▸ Required task:
Identify every line in the material below that contains the string "wheel" and copy each of those lines.

--- START Exercise material ---

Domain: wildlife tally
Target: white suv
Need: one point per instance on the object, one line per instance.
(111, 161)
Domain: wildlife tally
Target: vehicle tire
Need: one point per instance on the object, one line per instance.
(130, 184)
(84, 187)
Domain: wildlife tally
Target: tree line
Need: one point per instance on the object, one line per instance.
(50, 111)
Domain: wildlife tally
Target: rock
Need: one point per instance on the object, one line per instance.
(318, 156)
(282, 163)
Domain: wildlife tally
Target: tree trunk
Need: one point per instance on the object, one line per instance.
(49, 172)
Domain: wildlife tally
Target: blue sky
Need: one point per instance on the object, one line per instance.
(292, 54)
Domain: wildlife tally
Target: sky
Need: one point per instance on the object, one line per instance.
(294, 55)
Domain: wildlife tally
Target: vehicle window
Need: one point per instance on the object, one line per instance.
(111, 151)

--- END Exercise material ---
--- START Exercise material ---

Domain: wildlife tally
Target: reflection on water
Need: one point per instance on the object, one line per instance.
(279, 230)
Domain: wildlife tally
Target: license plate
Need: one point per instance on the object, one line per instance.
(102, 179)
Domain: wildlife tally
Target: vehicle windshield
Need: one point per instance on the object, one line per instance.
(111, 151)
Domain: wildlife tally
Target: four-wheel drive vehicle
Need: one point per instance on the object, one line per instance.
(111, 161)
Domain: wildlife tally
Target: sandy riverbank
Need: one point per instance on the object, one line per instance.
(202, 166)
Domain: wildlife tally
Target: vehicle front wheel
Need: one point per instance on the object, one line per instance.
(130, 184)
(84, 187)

--- END Exercise material ---
--- START Exercise material ---

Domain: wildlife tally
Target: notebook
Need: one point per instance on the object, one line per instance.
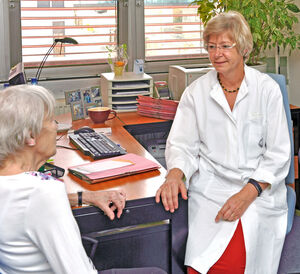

--- END Exercise material ---

▸ Response to this exercise:
Target: four-wheel drive vehicle
Target: vehicle front wheel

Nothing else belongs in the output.